▶ YOUR TASK: Switch "expected layout" to "required format" everywhere in the data below, and write out the data again with nothing else altered.

------------

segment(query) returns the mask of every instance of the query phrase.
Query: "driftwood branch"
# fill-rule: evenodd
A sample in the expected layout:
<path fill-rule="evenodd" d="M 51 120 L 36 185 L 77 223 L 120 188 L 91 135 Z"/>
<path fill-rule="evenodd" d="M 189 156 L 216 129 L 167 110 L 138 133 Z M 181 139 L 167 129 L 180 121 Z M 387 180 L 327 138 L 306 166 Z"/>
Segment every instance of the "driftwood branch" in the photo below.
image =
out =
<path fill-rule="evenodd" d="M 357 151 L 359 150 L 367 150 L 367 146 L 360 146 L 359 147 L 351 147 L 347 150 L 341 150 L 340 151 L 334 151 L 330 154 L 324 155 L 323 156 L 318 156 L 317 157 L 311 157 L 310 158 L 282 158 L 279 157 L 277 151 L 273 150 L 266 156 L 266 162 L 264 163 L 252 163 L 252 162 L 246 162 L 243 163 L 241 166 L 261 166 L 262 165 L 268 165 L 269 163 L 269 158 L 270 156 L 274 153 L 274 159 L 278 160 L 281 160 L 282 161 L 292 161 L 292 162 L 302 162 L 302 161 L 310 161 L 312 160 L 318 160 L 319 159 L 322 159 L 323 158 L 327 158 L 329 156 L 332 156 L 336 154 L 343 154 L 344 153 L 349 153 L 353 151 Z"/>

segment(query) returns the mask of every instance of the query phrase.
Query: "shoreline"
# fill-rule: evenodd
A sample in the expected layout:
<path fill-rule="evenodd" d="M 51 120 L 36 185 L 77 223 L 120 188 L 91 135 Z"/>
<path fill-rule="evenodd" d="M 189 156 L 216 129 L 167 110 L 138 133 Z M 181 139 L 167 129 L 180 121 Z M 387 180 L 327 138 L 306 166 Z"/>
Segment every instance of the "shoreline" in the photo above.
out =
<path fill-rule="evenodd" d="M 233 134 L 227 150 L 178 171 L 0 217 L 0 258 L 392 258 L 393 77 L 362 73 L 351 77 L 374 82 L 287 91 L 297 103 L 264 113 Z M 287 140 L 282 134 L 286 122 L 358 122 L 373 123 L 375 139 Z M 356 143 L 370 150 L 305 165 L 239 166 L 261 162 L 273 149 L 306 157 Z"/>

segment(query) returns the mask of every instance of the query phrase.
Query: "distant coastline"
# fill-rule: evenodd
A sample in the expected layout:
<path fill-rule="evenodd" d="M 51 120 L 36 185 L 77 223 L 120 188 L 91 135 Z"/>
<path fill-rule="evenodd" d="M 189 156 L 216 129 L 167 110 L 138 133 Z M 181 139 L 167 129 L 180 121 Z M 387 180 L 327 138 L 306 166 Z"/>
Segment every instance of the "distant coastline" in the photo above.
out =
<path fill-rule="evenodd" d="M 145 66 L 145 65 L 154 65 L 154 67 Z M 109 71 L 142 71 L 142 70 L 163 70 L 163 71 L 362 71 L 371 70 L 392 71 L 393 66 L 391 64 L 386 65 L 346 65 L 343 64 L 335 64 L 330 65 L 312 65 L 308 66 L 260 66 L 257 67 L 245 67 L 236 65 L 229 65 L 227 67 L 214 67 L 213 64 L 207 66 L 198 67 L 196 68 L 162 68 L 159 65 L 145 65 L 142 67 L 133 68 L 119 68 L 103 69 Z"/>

------------

▶ EXERCISE SOLUTION:
segment(query) returns the mask of every instance of the query phrase.
Query: "driftwood branch"
# fill-rule: evenodd
A sample in the required format:
<path fill-rule="evenodd" d="M 51 120 L 36 185 L 77 223 L 120 188 L 91 135 Z"/>
<path fill-rule="evenodd" d="M 189 156 L 216 129 L 167 110 L 138 133 Z M 181 139 L 167 129 L 180 121 Z M 387 180 L 327 138 L 306 166 Z"/>
Segment every instance of the "driftwood branch" in the photo below.
image =
out =
<path fill-rule="evenodd" d="M 357 151 L 359 150 L 367 150 L 367 146 L 360 146 L 359 147 L 351 147 L 347 150 L 341 150 L 340 151 L 334 151 L 330 154 L 324 155 L 323 156 L 318 156 L 317 157 L 311 157 L 310 158 L 282 158 L 279 157 L 277 151 L 273 150 L 266 156 L 266 162 L 264 163 L 252 163 L 252 162 L 246 162 L 243 163 L 241 166 L 261 166 L 262 165 L 268 165 L 269 163 L 269 158 L 270 156 L 274 153 L 274 159 L 278 160 L 281 160 L 282 161 L 292 161 L 292 162 L 302 162 L 302 161 L 310 161 L 312 160 L 318 160 L 319 159 L 322 159 L 323 158 L 327 158 L 329 156 L 332 156 L 336 154 L 343 154 L 344 153 L 349 153 L 353 151 Z"/>

segment(query) returns the mask of every instance of the query phrase.
Query: "shoreline"
# fill-rule: evenodd
A sample in the required format:
<path fill-rule="evenodd" d="M 51 120 L 36 185 L 77 223 L 120 188 L 91 135 Z"/>
<path fill-rule="evenodd" d="M 189 156 L 216 129 L 167 110 L 138 133 Z M 181 139 L 167 129 L 180 121 Z M 387 180 L 327 138 L 306 166 Z"/>
Segment every instance of the "shoreline" in the photo above.
out =
<path fill-rule="evenodd" d="M 233 134 L 227 150 L 178 171 L 0 217 L 0 258 L 392 258 L 393 77 L 362 73 L 351 77 L 374 82 L 287 91 L 297 103 L 264 113 Z M 287 140 L 282 134 L 286 122 L 358 122 L 373 123 L 375 139 Z M 356 143 L 370 150 L 305 165 L 239 166 L 261 162 L 273 149 L 306 157 Z"/>

segment(query) returns the mask of every instance of the query phrase.
Query: "distant coastline"
# fill-rule: evenodd
A sample in the required format:
<path fill-rule="evenodd" d="M 51 120 L 36 185 L 77 223 L 120 188 L 91 135 Z"/>
<path fill-rule="evenodd" d="M 189 156 L 216 129 L 167 110 L 138 133 Z M 181 139 L 167 129 L 180 121 Z M 387 180 L 327 138 L 306 166 Z"/>
Segment every instance of the "distant coastline" in the photo above.
out =
<path fill-rule="evenodd" d="M 145 66 L 145 65 L 154 65 L 154 67 Z M 109 71 L 142 71 L 142 70 L 163 70 L 163 71 L 362 71 L 371 70 L 392 71 L 393 66 L 391 64 L 386 65 L 346 65 L 343 64 L 335 64 L 330 65 L 312 65 L 308 66 L 260 66 L 257 67 L 245 67 L 236 65 L 229 65 L 227 67 L 214 67 L 213 64 L 207 66 L 198 67 L 196 68 L 162 68 L 159 65 L 145 65 L 142 67 L 133 68 L 119 68 L 103 69 Z"/>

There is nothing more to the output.